▶ **Consigne 1**
Répondez aux questions suivantes sur le texte consacré à l'image d'Ai Weiwei.
(a) Sur le sort de qui Ai Weiwei attire-t-il l'attention, selon ce texte ?
(b) De quelle personne l'auteur du texte se rappelle-t-il les mots ?
(c) Que devrait faire Ai Weiwei, d'après le texte ?
▶ **Consigne 2**
Rédigez la suite du texte consacré à l'image d'Ai Weiwei, en partant de sa dernière phrase.

▶ **Extrait fourni**
Pourquoi cette image a-t-elle été faite, et pourquoi circule-t-elle ? Je reconnais comme tout le monde la figure internationale : il s’agit d’Ai Weiwei, le célèbre activiste et artiste, qui attire l’attention sur le sort des réfugiés syriens. Et je m’interroge.

Est-ce qu’un privilégié au cœur compatissant pense que c’est à cela que ressemble aujourd’hui l’activisme ou l’art engagé ? Cela que je regarde, stupéfiée de sa stupidité, est-il l’effet d’un simple manque d’imagination, d’une tentative de se servir de sa position privilégiée dans le combat pour la justice sociale, en une stratégie qui aurait terriblement mal tourné ?

Je me souviens des mots de Gayatri Spivak : « l’histoire est plus grande que la bonne volonté personnelle » et : « élever les consciences est trompeur… c’est une façon d’éviter d’accomplir son devoir » ; et « la philanthropie de haut en bas n’est pas grand-chose ». Elle m’aide à regarder l’image et à mieux réfléchir à propos d’Ai Weiwei et de notre communauté d’artistes.

Je vois d’avance venir la polémique sur la liberté de l’artiste et la liberté d’expression et de création, et je me demande si je dois en dire plus ou plutôt renoncer à perdre mon temps. Mais je dois assumer le fardeau, maintenant que j’ai dit que cette image ne devrait pas exister. Ai Weiwei devrait présenter des excuses, qui pourraient s’exprimer de diverses façons, selon les raisons qui l’ont conduit à faire cela :

– C’était une impulsion.

– Je ne sais pas mieux.

– Je l’ai fait pour l’argent.

– J’ai manqué de temps.

– Ce n’est ni de l’art ni de l’activisme.

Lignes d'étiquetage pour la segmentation
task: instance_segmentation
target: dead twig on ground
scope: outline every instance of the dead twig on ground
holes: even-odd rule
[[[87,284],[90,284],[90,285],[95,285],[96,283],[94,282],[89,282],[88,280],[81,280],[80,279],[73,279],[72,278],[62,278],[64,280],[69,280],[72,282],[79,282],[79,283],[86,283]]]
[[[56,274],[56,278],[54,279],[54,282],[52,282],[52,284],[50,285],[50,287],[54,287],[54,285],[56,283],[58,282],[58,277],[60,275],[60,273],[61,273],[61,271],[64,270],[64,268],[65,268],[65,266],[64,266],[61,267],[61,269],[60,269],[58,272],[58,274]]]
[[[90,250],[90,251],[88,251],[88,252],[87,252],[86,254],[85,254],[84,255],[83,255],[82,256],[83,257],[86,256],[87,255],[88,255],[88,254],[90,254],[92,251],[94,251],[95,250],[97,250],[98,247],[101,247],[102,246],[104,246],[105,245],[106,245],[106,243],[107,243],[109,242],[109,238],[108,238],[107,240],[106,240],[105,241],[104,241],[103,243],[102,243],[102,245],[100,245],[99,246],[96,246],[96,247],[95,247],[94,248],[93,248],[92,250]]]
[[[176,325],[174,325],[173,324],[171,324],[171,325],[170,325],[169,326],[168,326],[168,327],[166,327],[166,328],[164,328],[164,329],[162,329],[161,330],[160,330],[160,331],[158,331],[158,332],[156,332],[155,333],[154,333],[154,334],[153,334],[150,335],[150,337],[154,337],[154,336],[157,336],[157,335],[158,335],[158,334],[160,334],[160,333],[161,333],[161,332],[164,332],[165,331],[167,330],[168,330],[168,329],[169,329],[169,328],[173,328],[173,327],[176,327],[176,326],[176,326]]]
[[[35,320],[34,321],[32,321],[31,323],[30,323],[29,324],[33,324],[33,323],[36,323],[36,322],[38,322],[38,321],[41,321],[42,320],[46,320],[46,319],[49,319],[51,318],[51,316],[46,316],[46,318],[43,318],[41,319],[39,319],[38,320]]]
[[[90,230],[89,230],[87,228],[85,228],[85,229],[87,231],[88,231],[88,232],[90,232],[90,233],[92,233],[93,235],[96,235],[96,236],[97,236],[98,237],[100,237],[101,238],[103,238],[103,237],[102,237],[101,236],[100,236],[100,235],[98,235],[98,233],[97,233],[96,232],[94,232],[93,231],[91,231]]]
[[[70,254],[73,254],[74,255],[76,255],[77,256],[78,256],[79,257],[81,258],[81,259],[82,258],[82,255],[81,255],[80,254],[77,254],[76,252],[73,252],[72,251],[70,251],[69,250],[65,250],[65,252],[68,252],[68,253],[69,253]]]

▶ **Réponse rédigée 1**
(a) Ai Weiwei attire l'attention sur le sort des réfugiés syriens.
(b) L'auteur du texte se rappelle les mots de Gayatri Spivak.
(c) Ai Weiwei devrait présenter des excuses.

▶ **Réponse rédigée 2**
Peut-être n’est-ce pas de l’ « activisme » mais de l’ « art politique », si cette distinction peut être de quelque utilité ici. Tu as marché sur la plage avec un photographe, qui a pris un avion pour prendre ta photo, et là tu as rejoué la mort d’un enfant, et ça a été édité, imprimé et exposé à la foire commerciale de l’India Art Fair. La photo a circulé sur les médias sociaux, sur CNN, dans bien d’autres médias. Et de nouveau, je m’interroge. Comment vois-tu le rôle de l’artiste qui fait de l’art politique ? Il faut sûrement se demander, comme le fit un jour Grace Lee Boggs pour nous rappeler que l’art politique vaut la peine : « Quelle heure est-il à l’horloge du monde ? »

T’es-tu demandé ce qu’est un réfugié quand il n’y a pas d’État-nation ? Cette question se pose dans le monde entier aujourd’hui. La crise des réfugiés syriens n’est-elle pas liée aux soulèvements arabes, au changement de climat, aux changements géopolitiques au Moyen Orient et en Afrique du Nord, à la perpétuation de la colonisation de la Palestine et à la redéfinition des cartes par l’Occident dans ces régions ?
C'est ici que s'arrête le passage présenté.